TEXT BLOCK:

○ ○ ○

NumPy - Sort Array (np.sort, np.argsort)

• NumPy provides multiple sorting functions with `np.sort()` returning sorted copies and `np.argsort()` returning indices, while in-place sorting via `ndarray.sort()` modifies arrays directly for...

Key Insights

• NumPy provides multiple sorting functions with np.sort() returning sorted copies and np.argsort() returning indices, while in-place sorting via ndarray.sort() modifies arrays directly for memory efficiency • Multi-dimensional array sorting supports axis-based operations and complex sorting scenarios including sorting by multiple columns using structured arrays or lexsort • Understanding sorting algorithm selection (quicksort, mergesort, heapsort) and stability guarantees is critical for performance optimization in production systems

Basic Array Sorting with np.sort()

The np.sort() function returns a sorted copy of an array without modifying the original. This is the safest approach when you need to preserve the original data structure.

○ ○ ○

LISTED RECORDS:
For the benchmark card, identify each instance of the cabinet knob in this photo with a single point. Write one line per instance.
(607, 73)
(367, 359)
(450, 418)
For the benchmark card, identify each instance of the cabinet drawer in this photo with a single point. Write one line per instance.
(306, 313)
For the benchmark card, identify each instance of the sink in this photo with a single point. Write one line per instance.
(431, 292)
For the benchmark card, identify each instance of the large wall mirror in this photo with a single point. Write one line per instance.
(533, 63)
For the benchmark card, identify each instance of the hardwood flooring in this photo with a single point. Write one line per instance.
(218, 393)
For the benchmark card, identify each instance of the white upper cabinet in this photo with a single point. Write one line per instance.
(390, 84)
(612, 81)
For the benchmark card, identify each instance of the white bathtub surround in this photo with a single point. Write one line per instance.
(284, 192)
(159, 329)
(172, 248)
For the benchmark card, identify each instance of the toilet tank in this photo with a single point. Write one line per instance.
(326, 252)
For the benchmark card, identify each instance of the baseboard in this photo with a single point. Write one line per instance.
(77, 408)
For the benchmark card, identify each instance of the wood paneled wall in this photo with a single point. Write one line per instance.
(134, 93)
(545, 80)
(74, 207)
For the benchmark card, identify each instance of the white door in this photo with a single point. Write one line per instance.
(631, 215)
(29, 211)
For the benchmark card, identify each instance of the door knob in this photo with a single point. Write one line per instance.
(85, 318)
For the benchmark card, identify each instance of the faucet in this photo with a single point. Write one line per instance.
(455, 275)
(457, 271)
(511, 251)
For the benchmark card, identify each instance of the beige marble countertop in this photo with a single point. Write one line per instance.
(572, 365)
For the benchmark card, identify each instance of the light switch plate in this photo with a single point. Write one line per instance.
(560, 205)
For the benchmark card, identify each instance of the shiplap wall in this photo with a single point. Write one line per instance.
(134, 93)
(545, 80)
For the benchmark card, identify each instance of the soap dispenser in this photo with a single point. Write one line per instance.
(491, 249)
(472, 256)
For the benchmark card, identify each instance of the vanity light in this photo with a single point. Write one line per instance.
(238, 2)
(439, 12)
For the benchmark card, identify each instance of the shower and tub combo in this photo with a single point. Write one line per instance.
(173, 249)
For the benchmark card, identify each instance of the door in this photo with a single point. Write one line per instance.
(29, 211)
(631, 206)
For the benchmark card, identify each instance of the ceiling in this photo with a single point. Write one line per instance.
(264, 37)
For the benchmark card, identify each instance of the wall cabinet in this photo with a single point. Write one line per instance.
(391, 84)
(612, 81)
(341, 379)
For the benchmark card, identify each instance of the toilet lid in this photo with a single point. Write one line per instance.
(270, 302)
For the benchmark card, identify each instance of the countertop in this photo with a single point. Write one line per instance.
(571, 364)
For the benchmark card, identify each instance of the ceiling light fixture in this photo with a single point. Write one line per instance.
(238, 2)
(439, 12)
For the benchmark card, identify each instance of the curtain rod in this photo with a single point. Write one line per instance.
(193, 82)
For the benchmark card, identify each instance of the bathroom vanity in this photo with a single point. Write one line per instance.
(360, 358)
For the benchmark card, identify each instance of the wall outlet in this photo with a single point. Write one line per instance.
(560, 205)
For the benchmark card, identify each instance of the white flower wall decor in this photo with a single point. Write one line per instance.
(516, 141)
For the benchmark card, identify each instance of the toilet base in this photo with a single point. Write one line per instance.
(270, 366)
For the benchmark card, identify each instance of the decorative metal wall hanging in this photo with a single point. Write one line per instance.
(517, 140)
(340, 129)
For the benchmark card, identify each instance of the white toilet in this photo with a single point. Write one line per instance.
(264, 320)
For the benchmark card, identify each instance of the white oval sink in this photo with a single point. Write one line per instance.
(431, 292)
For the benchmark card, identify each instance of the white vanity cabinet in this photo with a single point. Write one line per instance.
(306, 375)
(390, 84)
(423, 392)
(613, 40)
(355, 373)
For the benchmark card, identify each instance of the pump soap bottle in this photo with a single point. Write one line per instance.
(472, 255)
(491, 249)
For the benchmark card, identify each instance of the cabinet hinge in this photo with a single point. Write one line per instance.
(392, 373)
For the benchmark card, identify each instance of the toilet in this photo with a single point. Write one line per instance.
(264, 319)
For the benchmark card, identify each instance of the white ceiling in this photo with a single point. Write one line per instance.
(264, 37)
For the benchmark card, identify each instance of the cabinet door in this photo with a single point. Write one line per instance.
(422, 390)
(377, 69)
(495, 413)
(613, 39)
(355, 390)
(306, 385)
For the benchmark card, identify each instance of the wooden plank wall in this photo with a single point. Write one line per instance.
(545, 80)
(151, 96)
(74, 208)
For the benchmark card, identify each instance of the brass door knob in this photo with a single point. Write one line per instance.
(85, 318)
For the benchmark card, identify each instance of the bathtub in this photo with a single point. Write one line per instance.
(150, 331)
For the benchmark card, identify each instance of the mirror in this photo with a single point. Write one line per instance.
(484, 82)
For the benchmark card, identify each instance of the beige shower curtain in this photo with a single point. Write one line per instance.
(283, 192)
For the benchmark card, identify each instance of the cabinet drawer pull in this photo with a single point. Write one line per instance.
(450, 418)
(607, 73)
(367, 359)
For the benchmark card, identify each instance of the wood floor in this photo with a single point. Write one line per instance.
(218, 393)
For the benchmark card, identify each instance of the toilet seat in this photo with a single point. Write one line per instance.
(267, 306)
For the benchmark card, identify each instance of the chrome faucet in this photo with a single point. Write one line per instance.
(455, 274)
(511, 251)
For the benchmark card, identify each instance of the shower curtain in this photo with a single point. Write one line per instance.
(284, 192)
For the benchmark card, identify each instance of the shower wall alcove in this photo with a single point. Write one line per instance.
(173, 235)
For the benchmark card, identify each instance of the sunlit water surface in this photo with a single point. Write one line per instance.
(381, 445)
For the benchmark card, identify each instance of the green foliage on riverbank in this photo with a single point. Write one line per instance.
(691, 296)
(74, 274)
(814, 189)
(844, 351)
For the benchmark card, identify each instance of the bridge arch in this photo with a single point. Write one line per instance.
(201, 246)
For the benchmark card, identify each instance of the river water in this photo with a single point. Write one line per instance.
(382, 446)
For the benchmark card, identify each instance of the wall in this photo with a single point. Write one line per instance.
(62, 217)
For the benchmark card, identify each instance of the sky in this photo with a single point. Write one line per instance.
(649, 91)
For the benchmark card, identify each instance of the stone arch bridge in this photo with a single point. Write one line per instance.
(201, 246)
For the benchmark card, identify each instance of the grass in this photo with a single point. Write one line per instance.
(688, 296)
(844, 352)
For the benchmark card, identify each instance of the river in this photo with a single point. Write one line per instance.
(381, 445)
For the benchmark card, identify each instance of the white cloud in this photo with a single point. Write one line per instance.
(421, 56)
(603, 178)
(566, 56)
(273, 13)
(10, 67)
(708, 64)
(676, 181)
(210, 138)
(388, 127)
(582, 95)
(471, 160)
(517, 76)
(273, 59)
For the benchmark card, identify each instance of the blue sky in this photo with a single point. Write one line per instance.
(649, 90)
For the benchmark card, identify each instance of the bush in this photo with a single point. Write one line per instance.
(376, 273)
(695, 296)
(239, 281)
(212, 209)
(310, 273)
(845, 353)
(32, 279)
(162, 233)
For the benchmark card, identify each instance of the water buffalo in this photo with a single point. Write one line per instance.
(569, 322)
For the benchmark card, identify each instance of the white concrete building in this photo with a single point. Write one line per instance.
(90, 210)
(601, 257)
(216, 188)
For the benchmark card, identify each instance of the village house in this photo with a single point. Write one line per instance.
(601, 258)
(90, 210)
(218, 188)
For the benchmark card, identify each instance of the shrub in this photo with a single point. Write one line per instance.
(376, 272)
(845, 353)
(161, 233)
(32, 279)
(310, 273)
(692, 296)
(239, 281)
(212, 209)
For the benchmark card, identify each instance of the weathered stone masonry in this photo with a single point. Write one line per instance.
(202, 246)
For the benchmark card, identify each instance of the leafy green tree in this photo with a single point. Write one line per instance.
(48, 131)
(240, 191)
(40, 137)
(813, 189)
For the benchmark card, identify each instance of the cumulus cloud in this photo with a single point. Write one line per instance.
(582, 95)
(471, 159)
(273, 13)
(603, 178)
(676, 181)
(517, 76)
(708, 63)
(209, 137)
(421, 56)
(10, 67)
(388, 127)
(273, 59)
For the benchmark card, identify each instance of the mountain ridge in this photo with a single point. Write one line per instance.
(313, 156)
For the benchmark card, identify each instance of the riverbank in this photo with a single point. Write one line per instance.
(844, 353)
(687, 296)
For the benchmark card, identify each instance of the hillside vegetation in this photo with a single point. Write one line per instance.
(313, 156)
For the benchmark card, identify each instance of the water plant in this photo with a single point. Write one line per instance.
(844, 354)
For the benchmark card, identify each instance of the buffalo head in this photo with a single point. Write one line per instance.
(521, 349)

○ ○ ○

GIVEN PROBLEM:
Answer these about the NumPy sorting text:
1. What does np.argsort() return?
2. Which two options does it name for sorting by multiple columns?
3. What happens to the original array when np.sort() is called?

COMPLETE OUTPUT:
1. Indices.
2. Structured arrays or lexsort.
3. It is left unmodified; np.sort() returns a sorted copy.